A faithful copy of the entries is required, with no images in it.

--- Material shown Enclosed Below ---

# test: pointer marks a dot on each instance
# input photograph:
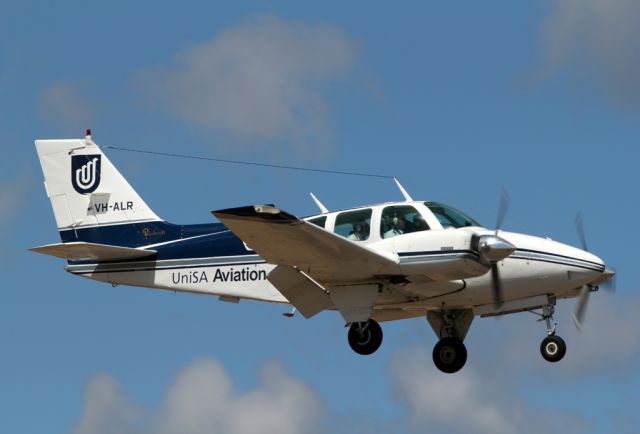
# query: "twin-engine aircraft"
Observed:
(372, 264)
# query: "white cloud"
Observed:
(63, 102)
(203, 399)
(259, 81)
(468, 401)
(596, 38)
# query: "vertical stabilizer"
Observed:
(85, 188)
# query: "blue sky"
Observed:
(540, 97)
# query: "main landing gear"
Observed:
(449, 355)
(552, 347)
(451, 326)
(365, 337)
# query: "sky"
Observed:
(542, 98)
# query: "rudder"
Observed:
(85, 188)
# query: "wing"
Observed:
(81, 251)
(283, 239)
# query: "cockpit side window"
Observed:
(401, 219)
(354, 225)
(450, 217)
(319, 221)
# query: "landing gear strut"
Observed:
(552, 347)
(451, 326)
(365, 337)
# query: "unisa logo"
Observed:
(85, 173)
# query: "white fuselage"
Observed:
(539, 266)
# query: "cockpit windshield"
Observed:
(450, 217)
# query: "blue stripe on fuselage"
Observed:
(181, 241)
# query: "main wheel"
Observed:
(449, 355)
(365, 337)
(553, 348)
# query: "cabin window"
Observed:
(450, 217)
(319, 221)
(354, 225)
(401, 219)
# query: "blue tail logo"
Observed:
(85, 173)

--- End of Enclosed Material shown ---

Exercise response:
# test: pointer marks a dot on each instance
# input photograph:
# query: "twin-engine aircraft"
Observed:
(372, 264)
# query: "white cloud"
Observed:
(63, 102)
(203, 399)
(259, 81)
(468, 401)
(596, 38)
# query: "vertical stabilizer"
Observed:
(85, 188)
# query: "blue sky"
Observed:
(540, 97)
# query: "main landing gear"
Observed:
(449, 355)
(552, 347)
(451, 326)
(365, 337)
# query: "sky"
Observed:
(542, 98)
# query: "rudder"
Observed:
(85, 188)
# query: "wing"
Observed:
(81, 251)
(283, 239)
# query: "cockpit side window"
Observed:
(401, 219)
(354, 225)
(450, 217)
(319, 221)
# query: "landing gear strut"
Observed:
(552, 347)
(451, 326)
(365, 337)
# query: "unisa logo"
Observed:
(85, 173)
# query: "white fuselage"
Observed:
(539, 266)
# query: "cockpit windshield"
Observed:
(450, 217)
# query: "blue stripe on fuselage"
Observed:
(181, 241)
# query: "main wheel"
Observed:
(449, 355)
(365, 337)
(553, 348)
# query: "cabin window"
Observed:
(450, 217)
(319, 221)
(354, 225)
(401, 219)
# query: "blue tail logo"
Observed:
(85, 173)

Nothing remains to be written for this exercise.